Directive
Copy every one of the rows below word for word, from the first line to the last.

Listing
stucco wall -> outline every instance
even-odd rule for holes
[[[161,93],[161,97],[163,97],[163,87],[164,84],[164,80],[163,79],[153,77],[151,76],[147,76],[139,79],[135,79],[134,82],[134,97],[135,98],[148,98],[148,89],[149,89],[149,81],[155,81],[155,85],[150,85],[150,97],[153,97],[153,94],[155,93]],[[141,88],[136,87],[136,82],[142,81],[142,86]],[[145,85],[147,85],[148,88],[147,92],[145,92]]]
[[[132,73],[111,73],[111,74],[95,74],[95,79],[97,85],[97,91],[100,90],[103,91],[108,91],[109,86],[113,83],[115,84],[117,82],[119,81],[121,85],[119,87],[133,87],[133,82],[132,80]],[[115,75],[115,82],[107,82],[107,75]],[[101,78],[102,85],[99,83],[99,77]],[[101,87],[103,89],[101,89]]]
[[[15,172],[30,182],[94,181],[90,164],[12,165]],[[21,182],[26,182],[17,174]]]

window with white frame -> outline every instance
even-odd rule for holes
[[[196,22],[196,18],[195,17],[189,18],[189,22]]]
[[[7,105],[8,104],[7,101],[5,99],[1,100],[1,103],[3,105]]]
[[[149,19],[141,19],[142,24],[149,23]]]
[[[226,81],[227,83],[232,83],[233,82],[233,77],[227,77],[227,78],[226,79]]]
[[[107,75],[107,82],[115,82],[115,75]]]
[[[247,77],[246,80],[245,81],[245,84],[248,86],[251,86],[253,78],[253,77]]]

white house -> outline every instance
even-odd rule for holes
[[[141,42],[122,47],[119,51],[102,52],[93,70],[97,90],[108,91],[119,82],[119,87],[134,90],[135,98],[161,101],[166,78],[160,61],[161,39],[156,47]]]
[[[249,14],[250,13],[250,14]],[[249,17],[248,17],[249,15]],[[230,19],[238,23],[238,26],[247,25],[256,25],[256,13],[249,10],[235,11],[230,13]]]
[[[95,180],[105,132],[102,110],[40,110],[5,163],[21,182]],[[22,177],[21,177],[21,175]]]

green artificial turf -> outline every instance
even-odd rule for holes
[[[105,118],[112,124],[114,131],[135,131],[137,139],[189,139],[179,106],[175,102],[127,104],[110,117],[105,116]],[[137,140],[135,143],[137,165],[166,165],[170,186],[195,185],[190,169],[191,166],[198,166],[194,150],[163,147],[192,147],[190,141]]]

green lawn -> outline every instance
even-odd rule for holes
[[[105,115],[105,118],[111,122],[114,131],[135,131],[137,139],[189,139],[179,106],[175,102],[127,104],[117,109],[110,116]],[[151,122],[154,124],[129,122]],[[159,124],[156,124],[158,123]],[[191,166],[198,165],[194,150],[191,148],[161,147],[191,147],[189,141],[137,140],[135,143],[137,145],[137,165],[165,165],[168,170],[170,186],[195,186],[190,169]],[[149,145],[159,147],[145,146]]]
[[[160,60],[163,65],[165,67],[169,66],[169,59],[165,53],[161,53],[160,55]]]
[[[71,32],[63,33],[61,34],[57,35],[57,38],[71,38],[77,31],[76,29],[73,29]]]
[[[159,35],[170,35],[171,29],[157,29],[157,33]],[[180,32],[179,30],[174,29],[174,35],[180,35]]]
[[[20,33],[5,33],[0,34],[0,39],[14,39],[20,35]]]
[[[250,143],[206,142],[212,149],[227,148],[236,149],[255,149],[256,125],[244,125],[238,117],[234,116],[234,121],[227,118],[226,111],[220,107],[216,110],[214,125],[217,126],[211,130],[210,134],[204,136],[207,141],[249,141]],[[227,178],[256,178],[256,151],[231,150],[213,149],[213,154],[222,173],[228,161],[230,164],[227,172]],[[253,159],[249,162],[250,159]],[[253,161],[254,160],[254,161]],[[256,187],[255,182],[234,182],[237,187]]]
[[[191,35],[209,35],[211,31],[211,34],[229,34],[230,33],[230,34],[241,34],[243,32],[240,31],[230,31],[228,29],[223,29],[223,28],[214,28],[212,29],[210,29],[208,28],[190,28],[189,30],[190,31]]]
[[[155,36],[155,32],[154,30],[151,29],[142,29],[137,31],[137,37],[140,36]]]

Response for this exercise
stucco wall -> outline every instance
even-odd rule for holes
[[[161,93],[161,97],[163,97],[163,87],[164,84],[164,80],[163,79],[153,77],[151,76],[147,76],[139,79],[135,79],[134,82],[134,97],[135,98],[148,98],[148,89],[149,89],[149,81],[155,81],[155,85],[150,85],[150,97],[153,97],[153,94],[155,93]],[[141,88],[136,87],[136,82],[142,81],[142,86]],[[145,85],[147,85],[148,88],[147,92],[145,92]]]
[[[132,73],[111,73],[111,74],[95,74],[95,79],[97,85],[97,91],[100,90],[103,91],[108,91],[109,86],[113,83],[115,84],[117,82],[119,81],[121,85],[119,87],[133,87],[133,82],[132,80]],[[115,75],[115,82],[107,82],[107,75]],[[101,78],[102,85],[99,83],[99,77]],[[101,87],[103,89],[101,89]]]
[[[15,172],[30,182],[94,181],[90,164],[12,165]],[[21,182],[26,182],[17,174]]]

window with white frame -> outline every instance
even-odd rule for holes
[[[196,22],[196,18],[195,17],[189,18],[189,22]]]
[[[7,105],[8,104],[7,101],[5,99],[1,100],[1,103],[3,105]]]
[[[149,19],[141,19],[142,24],[149,23]]]
[[[226,81],[227,83],[232,83],[233,82],[233,77],[227,77],[227,78],[226,79]]]
[[[107,75],[107,82],[115,82],[115,75]]]
[[[247,77],[246,80],[245,81],[245,84],[248,86],[251,86],[253,78],[253,77]]]

white house -> outline every instance
even-odd rule for holes
[[[141,42],[122,47],[119,51],[102,52],[93,70],[97,90],[108,91],[119,82],[119,87],[134,90],[135,98],[161,101],[166,78],[160,61],[161,39],[156,47]]]
[[[249,14],[250,13],[250,14]],[[249,17],[248,17],[249,15]],[[230,19],[238,23],[238,26],[247,25],[256,25],[256,13],[249,10],[235,11],[230,13]]]
[[[95,180],[105,132],[102,110],[40,110],[5,163],[21,182]],[[22,177],[21,177],[21,175]]]

green artificial turf -> outline every instance
even-odd rule for holes
[[[105,118],[112,124],[114,131],[135,131],[137,139],[189,139],[179,106],[175,102],[127,104],[110,117],[105,116]],[[137,140],[135,143],[137,165],[166,165],[170,186],[195,185],[190,169],[191,166],[198,166],[194,150],[163,147],[192,147],[190,141]]]

green lawn -> outline every instance
even-odd rule for holes
[[[105,115],[105,118],[111,122],[114,131],[135,131],[137,139],[189,139],[179,106],[175,102],[127,104],[117,109],[110,116]],[[151,122],[154,124],[129,122]],[[159,124],[156,124],[158,123]],[[191,166],[198,165],[194,150],[191,148],[161,147],[191,147],[189,141],[137,140],[135,143],[137,145],[137,165],[165,165],[168,170],[170,186],[195,186],[190,169]],[[149,145],[159,147],[145,146]]]
[[[160,60],[163,65],[165,67],[169,66],[169,59],[165,53],[161,53],[160,55]]]
[[[71,32],[63,33],[61,34],[57,35],[57,38],[71,38],[77,31],[76,29],[73,29]]]
[[[159,35],[170,35],[171,29],[157,29],[157,33]],[[180,32],[179,30],[174,29],[174,35],[180,35]]]
[[[20,33],[5,33],[0,34],[0,39],[14,39],[20,35]]]
[[[250,143],[206,142],[212,149],[227,148],[236,149],[255,149],[256,125],[244,125],[238,117],[234,116],[234,121],[227,118],[226,111],[220,107],[216,110],[214,125],[217,126],[211,130],[210,134],[204,136],[207,141],[249,141]],[[227,178],[256,178],[256,151],[231,150],[213,149],[213,154],[222,173],[228,161],[230,164],[227,172]],[[253,159],[249,162],[250,159]],[[253,161],[254,160],[254,161]],[[256,187],[255,182],[234,182],[237,187]]]
[[[191,35],[209,35],[211,31],[211,34],[229,34],[230,33],[230,34],[241,34],[243,32],[240,31],[230,31],[228,29],[223,29],[223,28],[214,28],[212,29],[210,29],[208,28],[190,28],[189,30],[190,31]]]
[[[155,36],[155,32],[154,30],[151,29],[142,29],[137,31],[137,37],[140,36]]]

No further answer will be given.